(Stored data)
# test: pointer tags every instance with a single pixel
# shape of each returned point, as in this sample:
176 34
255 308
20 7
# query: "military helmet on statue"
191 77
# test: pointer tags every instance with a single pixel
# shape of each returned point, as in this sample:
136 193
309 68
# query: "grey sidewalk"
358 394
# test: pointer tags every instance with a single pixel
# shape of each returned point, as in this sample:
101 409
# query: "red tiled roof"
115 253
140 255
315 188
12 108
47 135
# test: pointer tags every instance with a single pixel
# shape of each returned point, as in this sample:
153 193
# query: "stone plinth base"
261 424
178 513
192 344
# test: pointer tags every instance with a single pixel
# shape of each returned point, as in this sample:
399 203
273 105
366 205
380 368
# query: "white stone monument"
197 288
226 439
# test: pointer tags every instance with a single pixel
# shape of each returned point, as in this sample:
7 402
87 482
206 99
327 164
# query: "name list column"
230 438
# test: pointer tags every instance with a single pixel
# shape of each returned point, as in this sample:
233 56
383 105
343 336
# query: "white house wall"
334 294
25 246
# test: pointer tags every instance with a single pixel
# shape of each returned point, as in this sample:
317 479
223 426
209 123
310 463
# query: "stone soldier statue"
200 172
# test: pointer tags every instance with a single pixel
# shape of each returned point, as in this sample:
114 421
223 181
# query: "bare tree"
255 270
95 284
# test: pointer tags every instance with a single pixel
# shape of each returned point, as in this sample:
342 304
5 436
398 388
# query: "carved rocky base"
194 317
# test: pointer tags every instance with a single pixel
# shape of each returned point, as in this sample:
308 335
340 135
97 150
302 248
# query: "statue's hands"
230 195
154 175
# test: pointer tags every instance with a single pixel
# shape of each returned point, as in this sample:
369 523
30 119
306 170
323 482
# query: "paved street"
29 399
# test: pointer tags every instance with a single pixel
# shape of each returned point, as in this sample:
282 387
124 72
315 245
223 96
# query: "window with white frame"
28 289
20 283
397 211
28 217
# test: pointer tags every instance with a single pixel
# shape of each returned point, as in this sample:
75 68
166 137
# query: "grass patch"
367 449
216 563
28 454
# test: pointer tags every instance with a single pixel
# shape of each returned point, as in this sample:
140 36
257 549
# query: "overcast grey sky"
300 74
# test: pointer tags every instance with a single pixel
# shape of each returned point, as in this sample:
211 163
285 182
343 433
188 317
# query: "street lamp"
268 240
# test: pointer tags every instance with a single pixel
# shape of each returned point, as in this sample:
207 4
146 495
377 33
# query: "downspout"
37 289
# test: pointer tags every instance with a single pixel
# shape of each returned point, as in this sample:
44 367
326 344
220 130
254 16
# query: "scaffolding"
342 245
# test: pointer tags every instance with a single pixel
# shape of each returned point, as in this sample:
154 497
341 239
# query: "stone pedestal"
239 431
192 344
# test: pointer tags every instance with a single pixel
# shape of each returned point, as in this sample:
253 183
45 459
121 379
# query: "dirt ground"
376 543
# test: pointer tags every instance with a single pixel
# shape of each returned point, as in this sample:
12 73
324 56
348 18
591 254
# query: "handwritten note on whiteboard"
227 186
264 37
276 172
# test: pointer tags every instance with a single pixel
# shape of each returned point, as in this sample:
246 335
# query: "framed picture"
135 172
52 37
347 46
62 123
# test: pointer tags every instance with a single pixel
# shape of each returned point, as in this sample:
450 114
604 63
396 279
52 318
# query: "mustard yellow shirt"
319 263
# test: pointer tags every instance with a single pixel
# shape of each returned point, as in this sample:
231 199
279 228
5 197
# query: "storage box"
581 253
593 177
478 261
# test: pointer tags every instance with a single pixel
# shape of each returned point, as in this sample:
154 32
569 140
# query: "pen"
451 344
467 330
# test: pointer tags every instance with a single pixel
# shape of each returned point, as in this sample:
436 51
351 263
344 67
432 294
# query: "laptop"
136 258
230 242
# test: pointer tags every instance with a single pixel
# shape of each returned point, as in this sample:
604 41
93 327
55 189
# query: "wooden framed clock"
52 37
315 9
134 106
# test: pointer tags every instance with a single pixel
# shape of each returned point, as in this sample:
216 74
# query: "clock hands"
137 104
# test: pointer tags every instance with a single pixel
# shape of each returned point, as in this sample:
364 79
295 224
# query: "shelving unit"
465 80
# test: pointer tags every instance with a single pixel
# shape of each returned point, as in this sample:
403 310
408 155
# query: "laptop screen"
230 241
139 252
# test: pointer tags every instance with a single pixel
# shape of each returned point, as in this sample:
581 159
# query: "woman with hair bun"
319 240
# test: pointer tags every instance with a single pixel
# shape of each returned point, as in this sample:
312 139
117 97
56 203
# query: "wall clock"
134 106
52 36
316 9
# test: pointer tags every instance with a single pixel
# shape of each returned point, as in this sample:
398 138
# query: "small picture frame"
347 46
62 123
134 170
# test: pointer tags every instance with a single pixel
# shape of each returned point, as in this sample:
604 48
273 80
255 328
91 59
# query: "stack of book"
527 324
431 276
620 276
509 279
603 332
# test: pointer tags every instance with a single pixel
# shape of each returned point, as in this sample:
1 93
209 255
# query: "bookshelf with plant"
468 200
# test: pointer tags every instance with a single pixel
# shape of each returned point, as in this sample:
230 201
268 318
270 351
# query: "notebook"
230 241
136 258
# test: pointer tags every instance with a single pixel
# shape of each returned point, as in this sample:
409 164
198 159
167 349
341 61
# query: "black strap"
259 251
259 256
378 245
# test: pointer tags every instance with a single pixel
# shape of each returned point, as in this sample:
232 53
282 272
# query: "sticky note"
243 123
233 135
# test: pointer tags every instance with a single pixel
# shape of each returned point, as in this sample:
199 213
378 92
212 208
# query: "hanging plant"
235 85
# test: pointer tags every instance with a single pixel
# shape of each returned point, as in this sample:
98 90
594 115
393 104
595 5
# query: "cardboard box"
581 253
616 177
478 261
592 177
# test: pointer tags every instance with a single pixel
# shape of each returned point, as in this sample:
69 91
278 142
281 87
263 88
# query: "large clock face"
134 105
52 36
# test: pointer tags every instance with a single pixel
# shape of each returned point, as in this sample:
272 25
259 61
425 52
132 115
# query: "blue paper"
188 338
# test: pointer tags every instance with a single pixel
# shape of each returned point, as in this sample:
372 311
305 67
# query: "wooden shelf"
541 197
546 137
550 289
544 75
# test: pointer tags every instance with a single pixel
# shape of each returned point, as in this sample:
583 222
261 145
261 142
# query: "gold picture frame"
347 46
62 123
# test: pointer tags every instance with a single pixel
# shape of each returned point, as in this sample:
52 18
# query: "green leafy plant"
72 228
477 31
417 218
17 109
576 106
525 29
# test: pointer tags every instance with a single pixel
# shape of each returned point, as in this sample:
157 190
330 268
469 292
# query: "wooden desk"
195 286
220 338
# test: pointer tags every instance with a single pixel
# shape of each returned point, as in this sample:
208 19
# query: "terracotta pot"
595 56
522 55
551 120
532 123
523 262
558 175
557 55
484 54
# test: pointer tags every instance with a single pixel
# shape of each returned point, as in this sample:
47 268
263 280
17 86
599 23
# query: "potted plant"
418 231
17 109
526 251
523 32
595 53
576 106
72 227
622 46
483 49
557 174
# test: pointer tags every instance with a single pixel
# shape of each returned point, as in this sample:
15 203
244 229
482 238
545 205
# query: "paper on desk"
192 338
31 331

Short exercise: Set down all of the data above, word for word.

Solution to this exercise:
# test: pointer tags every instance with a single pixel
# shape of each returned point, as in this sample:
176 34
255 308
20 7
# query: "military helmet on statue"
191 77
# test: pointer tags every instance with a single pixel
# shape of each returned point, as in this sample:
136 193
309 68
# query: "grey sidewalk"
358 394
# test: pointer tags every instance with a single pixel
# shape of each returned point, as in this sample:
101 409
# query: "red tiled roof"
115 253
140 255
315 188
12 108
47 135
# test: pointer tags every instance with a single pixel
# shape of each returned point, as in this sample:
153 193
# query: "stone plinth base"
261 424
178 513
192 344
# test: pointer tags every instance with a single pixel
# shape of each returned point, as in this sample:
399 203
273 105
366 205
380 368
# query: "white stone monument"
197 288
226 439
# test: pointer tags every instance with a single pixel
# shape of each returned point, as in this sample:
7 402
87 482
206 99
327 164
# query: "name list column"
230 438
# test: pointer tags every instance with a single pixel
# shape of each returned point, as in this sample:
233 56
383 105
343 336
# query: "white house wall"
334 294
25 246
# test: pointer tags every instance with a single pixel
# shape of each returned point, as in this sample:
317 479
223 426
209 123
310 463
# query: "stone soldier statue"
200 172
# test: pointer tags every instance with a single pixel
# shape of each returned point, as in this sample:
114 421
223 181
# query: "bare tree"
255 270
95 284
# test: pointer tags every instance with a single pixel
# shape of each returned point, as in this sample:
342 304
5 436
398 388
# query: "carved rocky base"
194 317
# test: pointer tags every instance with a single pixel
# shape of each returned point, as in this sample:
308 335
340 135
97 150
302 248
# query: "statue's hands"
230 195
154 175
# test: pointer tags every instance with a single pixel
# shape of each returned point, as in this sample:
369 523
30 119
306 170
323 482
# query: "paved street"
29 399
# test: pointer tags every instance with a single pixel
# shape of each returned point, as in this sample:
282 387
124 72
315 245
223 96
# query: "window with white frame"
28 289
20 283
397 211
28 217
# test: pointer tags every instance with a single pixel
# shape of each returned point, as in this sample:
75 68
166 137
# query: "grass patch"
367 449
216 563
28 454
# test: pointer tags every instance with a single pixel
# shape of each returned point, as in this sample:
140 36
257 549
# query: "overcast grey sky"
300 74
# test: pointer tags every instance with a single pixel
# shape of each returned point, as in this sample:
211 163
285 182
343 433
188 317
# query: "street lamp"
268 240
# test: pointer tags every instance with a single pixel
# shape of each returned point, as in this sample:
207 4
146 495
377 33
# query: "downspout"
37 289
# test: pointer tags every instance with a single pixel
# shape of each returned point, as in this sample:
44 367
326 344
220 130
254 16
# query: "scaffolding"
342 245
# test: pointer tags every instance with a single pixel
# shape of each returned point, as in this sample:
154 497
341 239
# query: "stone pedestal"
239 431
192 344
# test: pointer tags every instance with a single pixel
# shape of each returned point, as in this sample:
253 183
45 459
121 379
# query: "dirt ground"
376 543
# test: pointer tags every instance with a single pixel
# shape of each returned point, as in this sample:
12 73
324 56
348 18
591 254
# query: "handwritten note on whiteboard"
227 186
264 37
276 172
# test: pointer tags every instance with a single pixel
# shape of each returned point, as in this sample:
246 335
# query: "framed picture"
135 172
52 37
347 46
62 123
# test: pointer tags every instance with a single pixel
# shape of each returned point, as in this sample:
450 114
604 63
396 279
52 318
# query: "mustard yellow shirt"
319 263
# test: pointer tags every instance with a single pixel
# shape of each returned point, as in this sample:
231 199
279 228
5 197
# query: "storage box"
581 253
593 177
478 261
# test: pointer tags every instance with a single pixel
# shape of each returned point, as in this sample:
154 32
569 140
# query: "pen"
451 344
467 330
# test: pointer tags every instance with a single pixel
# shape of each returned point, as in this sample:
436 51
351 263
344 67
432 294
# query: "laptop"
136 258
230 242
# test: pointer tags every instance with a single pixel
# shape of each returned point, as in this sample:
604 41
93 327
55 189
# query: "wooden framed clock"
52 37
315 9
134 106
# test: pointer tags every instance with a single pixel
# shape of each returned point, as in this sample:
216 74
# query: "clock hands"
137 104
# test: pointer tags every instance with a single pixel
# shape of each returned point, as in this sample:
364 79
295 224
# query: "shelving unit"
465 80
# test: pointer tags every instance with a single pixel
# shape of each returned point, as in this sample:
403 310
408 155
# query: "laptop screen"
230 241
139 252
# test: pointer tags every instance with a single pixel
# shape of each returned point, as in this sample:
581 159
# query: "woman with hair bun"
319 240
# test: pointer tags every instance with a single pixel
# shape of each returned point, as in this sample:
312 139
117 97
56 203
# query: "wall clock"
134 106
52 36
316 9
# test: pointer tags every instance with a single pixel
# shape of each returned point, as in this sample:
398 138
# query: "small picture frame"
347 46
62 123
134 170
# test: pointer tags every instance with a single pixel
# shape of each returned point, as in this sample:
604 48
273 80
255 328
91 59
# query: "stack of book"
527 324
431 276
620 276
509 279
603 332
# test: pointer tags every instance with a single pixel
# shape of each returned point, as in this sample:
1 93
209 255
# query: "bookshelf with plant"
468 200
# test: pointer tags every instance with a single pixel
# shape of each returned point, as in this sample:
230 201
268 318
270 351
# query: "notebook"
230 241
136 258
# test: pointer tags every instance with a single pixel
# shape of each returned point, as in this sample:
409 164
198 159
167 349
341 61
# query: "black strap"
259 251
259 256
378 245
# test: pointer tags every instance with a single pixel
# shape of each returned point, as in this sample:
232 53
282 272
# query: "sticky note"
243 123
233 135
# test: pointer tags every instance with a single pixel
# shape of each returned point, as in this sample:
199 213
378 92
212 208
# query: "hanging plant"
235 85
# test: pointer tags every instance with a single pixel
# shape of each returned point, as in this sample:
98 90
594 115
393 104
595 5
# query: "cardboard box"
581 253
616 177
478 261
592 177
# test: pointer tags every instance with a single pixel
# shape of each returned point, as in this sample:
69 91
278 142
281 87
263 88
# query: "large clock face"
134 105
52 36
# test: pointer tags every instance with a single pixel
# shape of each returned point, as in this sample:
272 25
259 61
425 52
132 115
# query: "blue paper"
188 338
# test: pointer tags every instance with a single pixel
# shape of each returned point, as in this sample:
372 311
305 67
# query: "wooden shelf"
541 197
546 137
550 289
544 75
# test: pointer tags every instance with a single pixel
# shape of each returned point, as in this sample:
583 222
261 145
261 142
# query: "gold picture frame"
347 46
62 123
# test: pointer tags every instance with a single pixel
# shape of each returned point, as in this sample:
52 18
# query: "green leafy plant"
72 228
477 31
417 218
17 109
576 106
525 29
# test: pointer tags every instance with a single pixel
# shape of each returned point, as in this sample:
157 190
330 268
469 292
# query: "wooden desk"
195 286
220 338
# test: pointer tags every instance with a single pixel
# shape of each returned point, as in this sample:
208 19
# query: "terracotta pot"
595 56
522 55
551 120
532 123
523 262
558 175
557 55
484 54
# test: pointer tags every instance with a single pixel
# shape of each returned point, as in this sample:
47 268
263 280
17 86
599 23
# query: "potted plant"
418 231
17 109
526 251
523 32
595 53
576 106
72 227
622 46
483 49
557 174
# test: pointer tags every instance with a single pixel
# shape of each returned point, as in this sample:
15 203
244 229
482 238
545 205
# query: "paper on desk"
192 338
31 331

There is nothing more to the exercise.